__EXERCISE__
Omit all pictures, then retype the data exactly as given.

__RECORDS SHOWN__
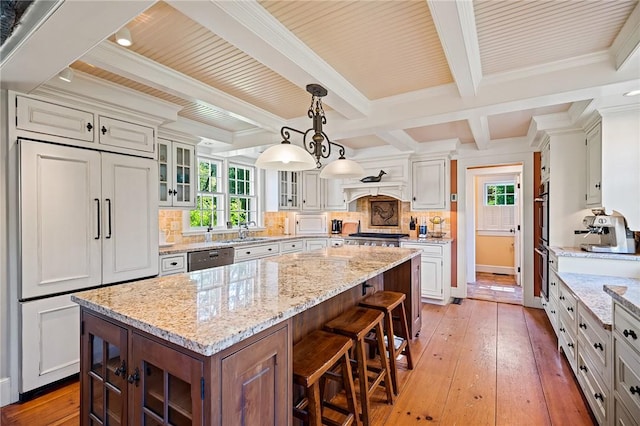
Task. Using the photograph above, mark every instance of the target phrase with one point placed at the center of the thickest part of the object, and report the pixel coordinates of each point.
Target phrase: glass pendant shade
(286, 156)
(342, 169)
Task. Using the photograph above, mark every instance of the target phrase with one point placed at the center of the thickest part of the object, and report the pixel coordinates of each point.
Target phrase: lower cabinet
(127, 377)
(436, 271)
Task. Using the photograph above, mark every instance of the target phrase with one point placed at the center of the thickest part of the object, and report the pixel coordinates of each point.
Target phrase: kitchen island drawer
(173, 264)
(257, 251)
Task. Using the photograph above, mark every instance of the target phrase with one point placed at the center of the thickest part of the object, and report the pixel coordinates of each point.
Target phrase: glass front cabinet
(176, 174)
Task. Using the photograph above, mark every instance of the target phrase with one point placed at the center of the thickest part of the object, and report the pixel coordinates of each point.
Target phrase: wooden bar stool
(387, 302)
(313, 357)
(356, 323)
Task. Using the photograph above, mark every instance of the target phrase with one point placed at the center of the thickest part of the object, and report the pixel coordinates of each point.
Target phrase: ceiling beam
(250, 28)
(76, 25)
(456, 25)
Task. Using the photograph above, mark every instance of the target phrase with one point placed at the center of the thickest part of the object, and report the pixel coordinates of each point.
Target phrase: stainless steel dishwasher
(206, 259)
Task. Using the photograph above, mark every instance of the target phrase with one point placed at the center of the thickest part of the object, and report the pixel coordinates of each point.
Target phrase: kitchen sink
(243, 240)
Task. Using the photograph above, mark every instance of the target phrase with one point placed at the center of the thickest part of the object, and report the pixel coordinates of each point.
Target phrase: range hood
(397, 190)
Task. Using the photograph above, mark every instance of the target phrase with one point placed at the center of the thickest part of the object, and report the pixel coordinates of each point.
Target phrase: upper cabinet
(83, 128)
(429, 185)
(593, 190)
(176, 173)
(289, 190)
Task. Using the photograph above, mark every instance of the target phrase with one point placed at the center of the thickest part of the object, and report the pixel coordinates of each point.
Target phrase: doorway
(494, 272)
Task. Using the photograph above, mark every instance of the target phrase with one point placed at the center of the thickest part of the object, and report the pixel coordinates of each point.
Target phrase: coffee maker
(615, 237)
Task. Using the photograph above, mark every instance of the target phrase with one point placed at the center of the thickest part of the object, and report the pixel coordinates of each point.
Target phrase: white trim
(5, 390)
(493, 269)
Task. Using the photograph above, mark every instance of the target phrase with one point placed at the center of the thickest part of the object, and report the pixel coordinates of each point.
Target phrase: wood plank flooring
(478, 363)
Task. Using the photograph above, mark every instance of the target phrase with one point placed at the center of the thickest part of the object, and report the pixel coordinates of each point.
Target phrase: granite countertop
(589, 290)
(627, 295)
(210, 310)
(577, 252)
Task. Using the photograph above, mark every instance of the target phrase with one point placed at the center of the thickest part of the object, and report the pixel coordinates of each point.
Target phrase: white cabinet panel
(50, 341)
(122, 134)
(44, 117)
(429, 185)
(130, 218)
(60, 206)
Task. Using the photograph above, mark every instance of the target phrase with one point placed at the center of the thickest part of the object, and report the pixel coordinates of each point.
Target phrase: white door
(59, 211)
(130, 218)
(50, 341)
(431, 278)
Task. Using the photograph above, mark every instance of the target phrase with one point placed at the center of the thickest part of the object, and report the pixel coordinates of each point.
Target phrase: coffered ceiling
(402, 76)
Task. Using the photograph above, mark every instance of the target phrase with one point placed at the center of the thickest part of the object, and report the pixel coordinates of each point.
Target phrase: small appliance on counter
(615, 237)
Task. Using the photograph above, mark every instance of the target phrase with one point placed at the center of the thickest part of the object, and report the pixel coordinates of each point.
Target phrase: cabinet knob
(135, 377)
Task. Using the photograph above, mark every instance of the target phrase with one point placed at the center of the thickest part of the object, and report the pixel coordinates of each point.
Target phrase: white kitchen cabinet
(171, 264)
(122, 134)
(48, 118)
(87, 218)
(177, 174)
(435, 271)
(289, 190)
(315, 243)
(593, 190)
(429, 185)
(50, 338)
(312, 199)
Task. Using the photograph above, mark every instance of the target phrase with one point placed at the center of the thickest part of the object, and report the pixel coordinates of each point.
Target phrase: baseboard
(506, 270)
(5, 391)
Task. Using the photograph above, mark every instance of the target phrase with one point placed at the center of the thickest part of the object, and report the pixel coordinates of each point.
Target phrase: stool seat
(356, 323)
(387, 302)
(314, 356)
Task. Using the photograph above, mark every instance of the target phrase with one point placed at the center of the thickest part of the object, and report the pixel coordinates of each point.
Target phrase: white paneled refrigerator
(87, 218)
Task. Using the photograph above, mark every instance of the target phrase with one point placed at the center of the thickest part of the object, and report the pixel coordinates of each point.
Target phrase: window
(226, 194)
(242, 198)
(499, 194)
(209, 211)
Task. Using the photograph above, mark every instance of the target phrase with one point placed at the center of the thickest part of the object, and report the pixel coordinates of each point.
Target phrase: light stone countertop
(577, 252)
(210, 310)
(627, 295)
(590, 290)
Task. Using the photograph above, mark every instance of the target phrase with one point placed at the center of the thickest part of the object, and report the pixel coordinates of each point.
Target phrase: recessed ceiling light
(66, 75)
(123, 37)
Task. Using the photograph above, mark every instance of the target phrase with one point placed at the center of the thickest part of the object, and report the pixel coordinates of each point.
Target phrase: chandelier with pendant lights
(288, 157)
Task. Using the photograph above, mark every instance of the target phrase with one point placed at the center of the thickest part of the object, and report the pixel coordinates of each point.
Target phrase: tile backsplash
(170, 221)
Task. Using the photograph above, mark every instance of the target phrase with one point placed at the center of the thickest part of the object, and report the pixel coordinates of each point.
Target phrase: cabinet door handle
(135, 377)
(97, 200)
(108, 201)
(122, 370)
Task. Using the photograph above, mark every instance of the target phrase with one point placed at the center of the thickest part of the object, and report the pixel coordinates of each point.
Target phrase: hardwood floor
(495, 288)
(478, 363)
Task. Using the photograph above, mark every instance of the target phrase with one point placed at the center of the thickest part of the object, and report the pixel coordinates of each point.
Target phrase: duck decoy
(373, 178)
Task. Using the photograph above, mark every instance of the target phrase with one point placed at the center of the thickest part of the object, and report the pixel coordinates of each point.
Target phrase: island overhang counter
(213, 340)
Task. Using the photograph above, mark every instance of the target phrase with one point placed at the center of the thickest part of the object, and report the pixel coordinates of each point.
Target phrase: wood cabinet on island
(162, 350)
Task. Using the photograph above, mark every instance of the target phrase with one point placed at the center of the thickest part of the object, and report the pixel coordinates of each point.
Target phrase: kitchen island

__OUTPUT OF THE TASK__
Task. Using the photograph above, mark every instance of the target phrase with one point placed at the center of the thickest part of the object, and report the pixel coordinates of each point.
Target phrase: glass pendant shade
(286, 156)
(342, 169)
Task. Using the photograph above, mark every instance of the target phrase with one point placed at the center of the thickest part of the object, and report the pixel coordinates of each point.
Target phrase: lower cabinet
(127, 377)
(436, 271)
Task. Using the photograph above, mark every instance of the target phrase with one point placed at the center of the thickest part of the object, and report the pixel coordinates of each point.
Target phrase: kitchen island drawer
(173, 264)
(257, 251)
Task. Using the photograph above, mark every instance of the target phrase with one point placed at the center of the thickest part of the object, and report the pixel coordinates of each point.
Target phrase: glass front cabinet
(176, 174)
Task. Using the photograph above, mark every instance of the target phrase with one point placed at the center of the thickest part of the object, and report the pixel coordinates of each point.
Target phrase: wooden bar stool
(387, 302)
(313, 357)
(356, 323)
Task. Using the photograph above, mark every instance of the target phrase with one point placed at the center of the thickest part of the object, and report the pixel coordinates of each point.
Target phrase: ceiling beam
(250, 28)
(76, 25)
(456, 25)
Task. Using the photograph above, mark every instance of the target phrase with one point placed at the center of the thickest part of the object, and report the pixel coordinates of each point.
Target phrase: stainless steel dishwasher
(206, 259)
Task. Using the photograph above, mark every instance of the target phrase with one point placed at the center of the thickest part of the object, and report the pixel coordinates of each point.
Target phrase: kitchen sink
(243, 240)
Task. Using the photograph above, mark every instance of the target phrase with one point placed at the center of the thickest part of the object, and report the pixel coordinates of each point.
Target phrase: range hood
(397, 190)
Task. Using the photograph above, mark every instance of the target phrase with one point placed at the center of the thickest part of the object, and report the pixel coordinates of each point.
Target phrase: upper cabinet
(83, 128)
(429, 185)
(593, 190)
(176, 173)
(289, 190)
Task. Using the photograph above, mark every instance of the target phrase with one point placed at the center of the thickest part of the object, and report the pixel coordinates of each point.
Target phrase: doorway
(494, 272)
Task. Using the photograph above, mark every instance of the target phrase with one point placed at the center of the thickest part of the object, and report the pixel coordinates of each point.
Target phrase: coffee maker
(615, 237)
Task. Using the photograph above, mark every instance of the target phrase with one point placed at the center of the thickest part of the object, and report the pixel coordinates of each point.
Target phrase: white trim
(5, 390)
(493, 269)
Task. Using the photograph above, mark every instance of the target phrase with one point placed at the center of the thickest part of the object, and report the pixel coordinates of each point.
Target phrase: wood plank flooring
(478, 363)
Task. Using the photograph above, mark every instance of the target phrase with one point placed at the center of the thickest part of the object, and report the pixel coordinates of each point.
Target phrase: granite countertop
(589, 290)
(627, 295)
(210, 310)
(577, 252)
Task. Using the photograph above, mark every instance of the target phrase with one point placed at the center of the thickest part of the object, and report the pixel coordinates of each point.
Target phrase: white cabinet panel
(50, 341)
(122, 134)
(44, 117)
(429, 185)
(130, 218)
(60, 206)
Task. Using the photograph above, mark every instance of the target phrase with one point placed at the center of the thickest part of the object, and report the pixel coordinates of each point.
Target phrase: white door
(59, 211)
(130, 218)
(50, 341)
(431, 278)
Task. Using the photograph above, mark every instance of the target phrase with one point placed at the center of the thickest part of the object, and report the pixel coordinates of each point.
Target phrase: coffered ceiling
(402, 76)
Task. Using the photograph above, mark every instance of the target phrase with one point placed at the center of the thickest part of the object, and report the pixel coordinates of each point.
Target phrase: small appliance on counter
(615, 237)
Task. Using the photograph above, mark every instance of the target phrase with one point placed at the center of the thickest part of the object, and report the pixel coordinates of each point.
Target phrase: cabinet knob
(135, 377)
Task. Using the photograph above, mark every instance of the target phrase with one point placed at the center of the thickest part of the object, and report the pixel coordinates of each point.
Target phrase: white kitchen cabinet
(171, 264)
(122, 134)
(48, 118)
(87, 218)
(177, 174)
(435, 271)
(289, 190)
(315, 243)
(593, 190)
(429, 185)
(50, 338)
(312, 199)
Task. Using the photograph above, mark every instance of the target phrase with one point placed at the center of the thickest part of the object, and report the pixel coordinates of each point.
Target phrase: baseboard
(506, 270)
(5, 391)
Task. Using the photograph above, mark every instance of the target phrase with one point placed at the center of the thickest part of the object, and report the pixel coordinates of each point.
Target phrase: stool seat
(356, 323)
(387, 302)
(314, 356)
Task. Using the photograph above, mark every instance of the target phrase with one point placed at the center of the thickest part of the object, and report the pixel coordinates of each point.
Target phrase: white paneled refrigerator
(87, 218)
Task. Using the photograph above, mark every instance of the target phrase with one point placed at the center of the thickest part of the object, and report the pixel coordinates of each point.
Target phrase: window
(226, 194)
(242, 198)
(499, 194)
(209, 211)
Task. Using the photograph above, mark every instance of the target phrase with one point placed at the center of the thickest part of the object, and report the pixel coordinates of each point.
Target phrase: light stone countertop
(577, 252)
(210, 310)
(627, 295)
(590, 290)
Task. Using the photograph above, mark every instance of the target phrase with one point placed at the center of the thickest part of the object, and report the pixel coordinates of each point.
Target phrase: recessed ceiling light
(66, 75)
(123, 37)
Task. Using the photograph above, mark every instance of the target phrase with one point placed at the center of the thickest part of the object, and report the pixel coordinates of each point.
Target phrase: chandelier with pendant lights
(288, 157)
Task. Using the photograph above, mark every instance of the target phrase with one point placed at the center of the thickest part of the object, and report the pixel coordinates of each point.
Target phrase: tile backsplash
(170, 221)
Task. Using the photograph above, mark every instance of the target phrase with one point placed at the center of the thickest part of the object, and report the pixel coordinates of each point.
Target phrase: cabinet door handle
(135, 377)
(97, 200)
(108, 201)
(122, 370)
Task. Using the photograph above, mark every instance of the target phrase with one point placed at the center of the thickest part of the object, and report the pixel coordinates of each point.
Target phrase: hardwood floor
(495, 288)
(478, 363)
Task. Using the photograph above, mark every instance of the target phrase with one point placed at the center of the thickest part of the object, and report the pixel coordinates of each point.
Target phrase: duck decoy
(373, 178)
Task. Using the photograph above, mark every instance of the target phrase with one point placed at the center of the thickest part of the object, and report the pixel coordinates of each point.
Target phrase: island overhang counter
(213, 340)
Task. Using the photograph above, mark every instance of the target phrase with one point placed at the center of the thickest part of the object, and report the pixel coordinates of each point.
Target phrase: wood cabinet on island
(162, 350)
Task. Using the photograph above, mark every instance of the target phrase with one point placed at the center of the thickest part of the object, and report the pixel coordinates of each point.
Target phrase: kitchen island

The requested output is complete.